>>>>>

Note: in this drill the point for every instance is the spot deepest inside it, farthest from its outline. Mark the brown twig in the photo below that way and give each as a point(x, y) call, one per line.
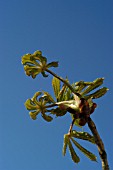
point(99, 143)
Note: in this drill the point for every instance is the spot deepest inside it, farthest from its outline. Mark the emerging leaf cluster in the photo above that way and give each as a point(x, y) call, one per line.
point(76, 98)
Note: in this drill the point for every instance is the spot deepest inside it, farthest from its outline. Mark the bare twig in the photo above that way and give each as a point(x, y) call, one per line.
point(71, 126)
point(99, 143)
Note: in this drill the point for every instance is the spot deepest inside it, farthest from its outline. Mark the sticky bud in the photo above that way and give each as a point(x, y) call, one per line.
point(82, 122)
point(93, 108)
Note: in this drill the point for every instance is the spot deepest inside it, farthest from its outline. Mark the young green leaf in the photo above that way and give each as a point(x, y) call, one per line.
point(48, 97)
point(34, 114)
point(56, 86)
point(90, 155)
point(83, 136)
point(96, 83)
point(29, 104)
point(52, 64)
point(58, 112)
point(47, 117)
point(98, 93)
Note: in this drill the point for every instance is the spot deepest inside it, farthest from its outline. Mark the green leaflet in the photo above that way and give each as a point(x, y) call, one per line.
point(73, 154)
point(33, 114)
point(96, 83)
point(98, 93)
point(58, 112)
point(90, 155)
point(65, 144)
point(56, 86)
point(69, 104)
point(29, 104)
point(36, 63)
point(83, 136)
point(81, 85)
point(47, 117)
point(61, 95)
point(52, 64)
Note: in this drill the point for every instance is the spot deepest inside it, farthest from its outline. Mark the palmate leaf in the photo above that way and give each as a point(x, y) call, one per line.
point(79, 86)
point(48, 97)
point(90, 155)
point(52, 64)
point(37, 105)
point(58, 112)
point(83, 136)
point(36, 63)
point(99, 93)
point(96, 83)
point(47, 117)
point(29, 104)
point(56, 86)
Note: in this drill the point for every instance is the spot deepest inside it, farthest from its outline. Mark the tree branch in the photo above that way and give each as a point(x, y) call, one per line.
point(64, 81)
point(99, 143)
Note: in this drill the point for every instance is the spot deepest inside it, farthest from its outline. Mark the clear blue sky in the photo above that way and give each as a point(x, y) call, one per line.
point(78, 34)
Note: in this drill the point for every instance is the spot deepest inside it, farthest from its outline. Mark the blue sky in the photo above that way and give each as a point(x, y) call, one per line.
point(78, 34)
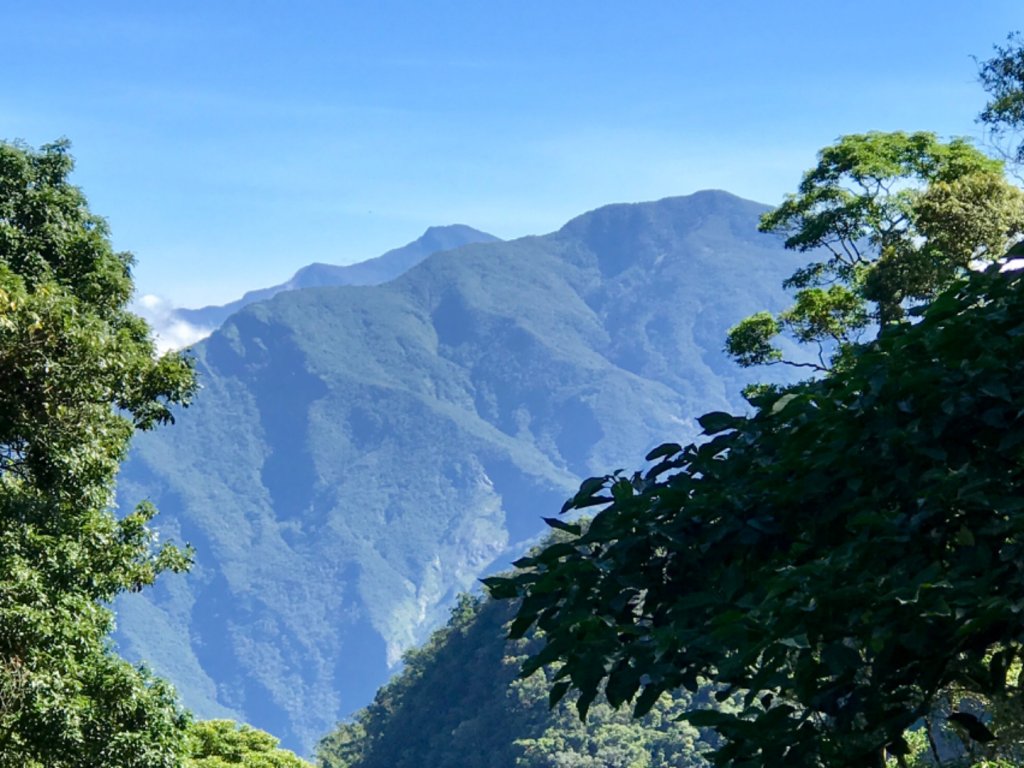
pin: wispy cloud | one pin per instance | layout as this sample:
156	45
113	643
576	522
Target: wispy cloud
169	331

<<<<<

Exercise goal: Copy the lines from the line with "pin: wispy cloud" up to and including the last line of the entries, replacing "instance" with "item" and keeping everything else the same.

Written response:
pin: wispy cloud | one pin per item | layout as this sample:
156	45
113	643
576	522
Target: wispy cloud
169	331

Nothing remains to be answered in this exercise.